** WHAT THIS EXERCISE ASKS **
1. Copy this part of the comfrey passage word for word, from "Despite widespread claims, there’s" up to and including "throughout the summer.".
2. According to the comfrey passage, which chemical in the plant speeds up healing?
=== EXCERPTED PASSAGE ===
Despite widespread claims, there’s little evidence that the deep taproots draw up more nutrients than the surface roots, but the leaves are indeed loaded with 2-3 times more potassium than farmyard manure, and a good dose of phosphorus, calcium, copper, iron, and magnesium. The large leaves are one of our favorite sources of mulch. We chop and drop armloads to cover the soil and add fertility; we even add them to compost piles to heat them up and into compost tea mix that we spray on our trees. They regrow almost as quickly as you can cut them, so we chop-and-drop several times a year, and each cut yields several pounds of leaves per plant and a refreshing cucumber-smell. Lacewings and spiders hang out on the dense scruffy leaves. Small purple flowers growing on slender talks invite beneficial pollinators and predatory wasps that keep the gardens buzzing throughout the summer.

Comfrey comes from lots of places, but the cultivar we grow, Bocking 14, originally came from Russia. A Quaker plant breeder introduced Comfrey to Britain in the 1800s and ran trials in the town of Bocking. Chinese medicine has used Comfrey for over 2,000 years, especially for cuts and bruises and broken bones. The plant houses allantoin, a chemical that proliferates cell regrowth and speeds up healing. This plant medicine has earned them the nickname Knitbone, an direct interpretation of the Latin name, which means “plants that grow bones together.” The name Comfrey itself comes from a French word meaning “welding together,” which is exactly what they do for our bodies and the earth. Older leaves are dried for poultices for bruises and breaks. Folks have eaten young shoots and made teas with leaves or peeled and roasted roots, but regular eating can cause liver issues. Consult with an herbalist who knows Knitbone pretty well.

We propagate our Comfrey from root cuttings and crown divisions.
=== PROVIDED DATA ===
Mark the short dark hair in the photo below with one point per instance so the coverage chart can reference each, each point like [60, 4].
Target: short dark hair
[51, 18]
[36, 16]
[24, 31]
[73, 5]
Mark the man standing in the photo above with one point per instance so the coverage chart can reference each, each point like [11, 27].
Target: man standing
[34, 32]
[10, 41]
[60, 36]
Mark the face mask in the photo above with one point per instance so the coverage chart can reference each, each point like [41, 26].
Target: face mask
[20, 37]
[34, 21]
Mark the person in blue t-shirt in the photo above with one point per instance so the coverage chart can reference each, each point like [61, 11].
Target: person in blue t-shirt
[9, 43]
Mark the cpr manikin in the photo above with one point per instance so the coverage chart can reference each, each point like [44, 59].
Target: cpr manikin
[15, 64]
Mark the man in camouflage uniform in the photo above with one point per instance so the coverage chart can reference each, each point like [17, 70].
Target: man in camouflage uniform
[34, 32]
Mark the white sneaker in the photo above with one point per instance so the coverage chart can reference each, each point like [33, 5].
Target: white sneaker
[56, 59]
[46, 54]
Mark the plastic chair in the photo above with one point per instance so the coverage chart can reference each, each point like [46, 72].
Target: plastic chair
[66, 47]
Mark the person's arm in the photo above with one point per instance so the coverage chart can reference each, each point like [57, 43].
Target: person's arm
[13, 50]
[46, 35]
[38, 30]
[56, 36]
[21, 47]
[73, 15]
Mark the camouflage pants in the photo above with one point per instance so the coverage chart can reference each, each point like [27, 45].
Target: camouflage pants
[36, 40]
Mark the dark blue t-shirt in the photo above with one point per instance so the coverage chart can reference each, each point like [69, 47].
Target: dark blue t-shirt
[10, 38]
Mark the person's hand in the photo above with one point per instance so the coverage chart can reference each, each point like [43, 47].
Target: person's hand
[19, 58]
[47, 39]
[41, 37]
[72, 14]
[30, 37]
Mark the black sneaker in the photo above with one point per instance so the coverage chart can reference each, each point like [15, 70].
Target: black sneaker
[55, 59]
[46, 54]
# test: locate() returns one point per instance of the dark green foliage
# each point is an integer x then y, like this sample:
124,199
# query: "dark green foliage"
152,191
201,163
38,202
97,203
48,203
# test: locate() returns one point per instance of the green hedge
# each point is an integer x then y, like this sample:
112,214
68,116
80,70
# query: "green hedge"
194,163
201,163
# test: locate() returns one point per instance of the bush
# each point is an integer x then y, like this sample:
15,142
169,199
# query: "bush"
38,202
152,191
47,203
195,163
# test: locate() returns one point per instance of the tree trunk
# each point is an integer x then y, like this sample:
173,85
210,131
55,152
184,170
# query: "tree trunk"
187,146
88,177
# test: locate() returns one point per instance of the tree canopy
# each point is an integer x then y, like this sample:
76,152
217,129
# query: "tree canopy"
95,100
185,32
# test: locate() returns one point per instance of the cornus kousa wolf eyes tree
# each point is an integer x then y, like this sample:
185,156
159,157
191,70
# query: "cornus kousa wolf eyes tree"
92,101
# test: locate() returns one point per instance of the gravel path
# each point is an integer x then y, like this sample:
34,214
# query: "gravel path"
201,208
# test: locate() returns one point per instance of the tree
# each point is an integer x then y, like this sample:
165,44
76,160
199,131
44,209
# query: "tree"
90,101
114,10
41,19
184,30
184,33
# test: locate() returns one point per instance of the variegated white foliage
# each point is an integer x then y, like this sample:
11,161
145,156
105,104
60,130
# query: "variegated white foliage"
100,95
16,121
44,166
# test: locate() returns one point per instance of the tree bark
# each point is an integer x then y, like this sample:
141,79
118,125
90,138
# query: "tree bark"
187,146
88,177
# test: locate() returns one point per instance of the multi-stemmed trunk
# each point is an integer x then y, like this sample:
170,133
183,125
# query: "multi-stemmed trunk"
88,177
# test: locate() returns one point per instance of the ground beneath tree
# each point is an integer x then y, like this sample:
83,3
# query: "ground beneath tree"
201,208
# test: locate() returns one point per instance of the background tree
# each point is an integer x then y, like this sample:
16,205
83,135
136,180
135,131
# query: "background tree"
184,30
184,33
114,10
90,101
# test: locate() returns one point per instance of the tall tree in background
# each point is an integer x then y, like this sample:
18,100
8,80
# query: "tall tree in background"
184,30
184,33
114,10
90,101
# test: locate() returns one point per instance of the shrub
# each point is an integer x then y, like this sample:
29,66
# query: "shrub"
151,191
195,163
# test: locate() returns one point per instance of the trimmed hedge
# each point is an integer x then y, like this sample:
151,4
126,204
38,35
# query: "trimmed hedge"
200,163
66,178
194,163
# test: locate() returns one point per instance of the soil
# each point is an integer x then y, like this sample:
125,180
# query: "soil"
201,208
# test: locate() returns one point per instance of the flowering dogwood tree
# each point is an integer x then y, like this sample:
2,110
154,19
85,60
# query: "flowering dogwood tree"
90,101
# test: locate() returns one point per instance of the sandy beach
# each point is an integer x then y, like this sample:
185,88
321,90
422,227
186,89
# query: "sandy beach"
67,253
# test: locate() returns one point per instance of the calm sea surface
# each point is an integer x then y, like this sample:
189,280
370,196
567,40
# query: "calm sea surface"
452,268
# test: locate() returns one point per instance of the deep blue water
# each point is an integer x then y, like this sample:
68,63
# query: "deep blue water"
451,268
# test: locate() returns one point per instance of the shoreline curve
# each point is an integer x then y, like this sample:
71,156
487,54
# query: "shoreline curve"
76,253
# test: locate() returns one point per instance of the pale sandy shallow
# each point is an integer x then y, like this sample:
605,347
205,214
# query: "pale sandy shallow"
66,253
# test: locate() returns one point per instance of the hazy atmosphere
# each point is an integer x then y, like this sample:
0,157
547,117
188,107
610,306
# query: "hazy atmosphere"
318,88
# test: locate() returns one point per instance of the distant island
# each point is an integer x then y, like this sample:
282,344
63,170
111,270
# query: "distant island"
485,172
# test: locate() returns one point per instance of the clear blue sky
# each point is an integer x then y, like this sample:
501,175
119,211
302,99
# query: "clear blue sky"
===
** ANSWERS **
1.
Despite widespread claims, there’s little evidence that the deep taproots draw up more nutrients than the surface roots, but the leaves are indeed loaded with 2-3 times more potassium than farmyard manure, and a good dose of phosphorus, calcium, copper, iron, and magnesium. The large leaves are one of our favorite sources of mulch. We chop and drop armloads to cover the soil and add fertility; we even add them to compost piles to heat them up and into compost tea mix that we spray on our trees. They regrow almost as quickly as you can cut them, so we chop-and-drop several times a year, and each cut yields several pounds of leaves per plant and a refreshing cucumber-smell. Lacewings and spiders hang out on the dense scruffy leaves. Small purple flowers growing on slender talks invite beneficial pollinators and predatory wasps that keep the gardens buzzing throughout the summer.

2. Allantoin.